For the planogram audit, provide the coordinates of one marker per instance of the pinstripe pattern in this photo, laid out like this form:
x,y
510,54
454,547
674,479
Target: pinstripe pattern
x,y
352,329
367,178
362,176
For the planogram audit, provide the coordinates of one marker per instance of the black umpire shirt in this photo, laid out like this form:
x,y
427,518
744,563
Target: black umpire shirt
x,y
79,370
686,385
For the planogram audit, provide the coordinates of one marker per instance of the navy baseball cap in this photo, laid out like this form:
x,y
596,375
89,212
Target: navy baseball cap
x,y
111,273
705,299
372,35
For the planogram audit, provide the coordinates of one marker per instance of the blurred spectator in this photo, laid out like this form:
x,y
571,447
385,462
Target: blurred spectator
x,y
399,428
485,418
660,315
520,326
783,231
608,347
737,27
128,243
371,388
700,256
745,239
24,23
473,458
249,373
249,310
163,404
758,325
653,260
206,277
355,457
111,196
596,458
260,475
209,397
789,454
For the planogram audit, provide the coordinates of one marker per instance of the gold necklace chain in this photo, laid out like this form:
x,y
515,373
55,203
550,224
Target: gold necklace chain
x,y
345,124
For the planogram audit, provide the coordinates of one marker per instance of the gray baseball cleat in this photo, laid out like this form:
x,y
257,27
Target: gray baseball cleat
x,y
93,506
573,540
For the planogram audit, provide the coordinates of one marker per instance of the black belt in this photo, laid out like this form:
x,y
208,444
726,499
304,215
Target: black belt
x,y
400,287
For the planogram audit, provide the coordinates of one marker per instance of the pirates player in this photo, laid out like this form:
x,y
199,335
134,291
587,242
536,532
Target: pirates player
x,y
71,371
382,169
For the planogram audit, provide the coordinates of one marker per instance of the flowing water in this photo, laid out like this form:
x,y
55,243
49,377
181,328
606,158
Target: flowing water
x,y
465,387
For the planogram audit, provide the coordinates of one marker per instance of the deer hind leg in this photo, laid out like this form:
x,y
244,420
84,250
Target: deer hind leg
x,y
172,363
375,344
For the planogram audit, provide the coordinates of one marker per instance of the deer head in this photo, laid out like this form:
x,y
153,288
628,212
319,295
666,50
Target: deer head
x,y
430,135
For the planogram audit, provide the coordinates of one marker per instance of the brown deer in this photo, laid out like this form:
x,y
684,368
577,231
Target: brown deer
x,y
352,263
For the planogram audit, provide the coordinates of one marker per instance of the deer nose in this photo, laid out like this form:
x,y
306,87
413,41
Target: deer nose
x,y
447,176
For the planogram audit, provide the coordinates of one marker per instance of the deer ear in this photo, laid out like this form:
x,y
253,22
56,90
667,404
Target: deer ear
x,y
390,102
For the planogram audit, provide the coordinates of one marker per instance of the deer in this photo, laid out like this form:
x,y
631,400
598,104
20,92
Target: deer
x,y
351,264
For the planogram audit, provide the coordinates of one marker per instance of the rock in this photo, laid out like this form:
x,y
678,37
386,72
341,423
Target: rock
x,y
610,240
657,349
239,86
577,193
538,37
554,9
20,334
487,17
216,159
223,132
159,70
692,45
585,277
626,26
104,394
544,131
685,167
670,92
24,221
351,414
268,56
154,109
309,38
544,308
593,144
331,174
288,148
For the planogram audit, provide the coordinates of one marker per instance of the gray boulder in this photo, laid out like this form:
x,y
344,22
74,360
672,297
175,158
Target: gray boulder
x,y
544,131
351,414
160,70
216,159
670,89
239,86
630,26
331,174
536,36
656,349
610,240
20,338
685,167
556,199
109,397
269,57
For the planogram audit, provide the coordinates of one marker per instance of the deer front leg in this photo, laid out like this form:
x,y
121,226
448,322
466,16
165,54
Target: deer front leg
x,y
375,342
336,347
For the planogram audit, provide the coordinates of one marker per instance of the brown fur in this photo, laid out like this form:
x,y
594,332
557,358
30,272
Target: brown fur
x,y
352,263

::::::::::

STATED PROBLEM: Exactly as shown above, return every record.

THE RESULT:
For the planogram audit, provide the coordinates of one marker per instance of the pinstripe pattern in this photo, laid out like this form:
x,y
510,54
454,547
674,479
Target: pinstripe pattern
x,y
352,329
367,178
362,176
For the planogram audit, provide the coordinates of one marker per instance of the black umpire shirt in this photo, laid out like this form:
x,y
427,518
744,563
Target: black umpire shirt
x,y
79,370
686,385
For the planogram audit, provide the coordinates of one marker per instance of the navy baseball cap in this photo, laid out like this form:
x,y
596,375
89,212
Target: navy baseball cap
x,y
111,273
705,299
372,35
For the planogram audit, provide the coordinates of one marker per instance of the blurred spectator in this photo, laid out like this form:
x,y
571,447
385,462
Target: blurred spectator
x,y
399,428
485,418
660,315
520,326
783,231
608,347
737,27
128,243
371,388
700,256
745,239
24,23
473,458
249,373
249,310
163,404
758,325
653,260
206,277
355,457
111,196
596,458
260,475
209,397
789,454
For the planogram audit, provide the coordinates of one marker per instance of the gold necklace chain in this photo, laid out like this form:
x,y
515,373
55,203
550,224
Target: gold necklace chain
x,y
345,124
For the planogram audit, provide the coordinates of one marker per instance of the gray baseball cleat in this photo, laid out like this form:
x,y
257,27
Target: gray baseball cleat
x,y
93,506
573,540
For the planogram audit, provide the coordinates of one marker per instance of the black belt in this photo, laid out like this form:
x,y
208,444
726,499
304,215
Target: black belt
x,y
400,287
For the planogram audit, provide the coordinates of one marker per instance of the pirates player in this photo, laid out like this form:
x,y
199,335
134,291
587,242
536,532
Target: pirates player
x,y
71,371
382,169
For the planogram audit, provide the coordinates of one marker per instance of the flowing water in this photo, laid out like this form:
x,y
55,243
49,377
181,328
606,158
Target: flowing water
x,y
465,387
For the planogram audit, provide the coordinates of one marker per instance of the deer hind leg in this photo, laid out like this form:
x,y
244,420
84,250
Target: deer hind leg
x,y
172,363
375,344
For the planogram audit, provide the coordinates of one marker per instance of the deer head in this photo, laid out like this form:
x,y
153,288
628,212
319,295
666,50
Target: deer head
x,y
430,135
For the planogram audit, provide the coordinates of one marker per instance of the brown deer in this photo, laid out like this form:
x,y
684,368
577,231
Target: brown deer
x,y
352,263
For the planogram audit, provide the coordinates of one marker per instance of the deer nose in this photo, laid out like this form:
x,y
306,87
413,41
Target: deer nose
x,y
447,176
For the planogram audit, provide the coordinates of one marker per instance of the deer ear in this photo, laid out like this form:
x,y
253,22
56,90
667,404
Target: deer ear
x,y
390,102
For the planogram audit, provide the coordinates of one marker per instance of the deer in this photo, laid out like this form:
x,y
631,400
598,104
20,92
Target: deer
x,y
351,264
For the planogram audit, provide the coordinates of one marker per instance of the rock in this photo, laid out like this form:
x,y
678,37
386,72
341,423
Target: rock
x,y
610,240
657,349
239,86
577,193
538,37
554,9
20,334
487,17
216,159
223,132
159,70
692,45
585,277
626,26
104,394
544,131
685,167
670,92
24,221
351,414
268,56
154,109
309,38
544,308
593,144
331,174
288,148
For the planogram audit, provide the coordinates of one marker per instance of the gray boulder in this photo, laid out like this form:
x,y
344,22
74,360
672,297
175,158
Target: gray boulder
x,y
544,131
351,414
160,70
216,159
670,89
239,86
630,26
331,174
536,36
656,349
610,240
20,338
685,167
556,199
109,397
269,57
For the planogram audit, provide the coordinates of one marker per instance of the deer front leg in this photo, laid out like this form:
x,y
121,226
448,322
466,16
165,54
Target: deer front leg
x,y
375,342
336,347
For the planogram audit, provide the coordinates of one marker per instance of the brown fur in this photo, laid out like this form:
x,y
594,332
557,358
30,272
Target: brown fur
x,y
352,263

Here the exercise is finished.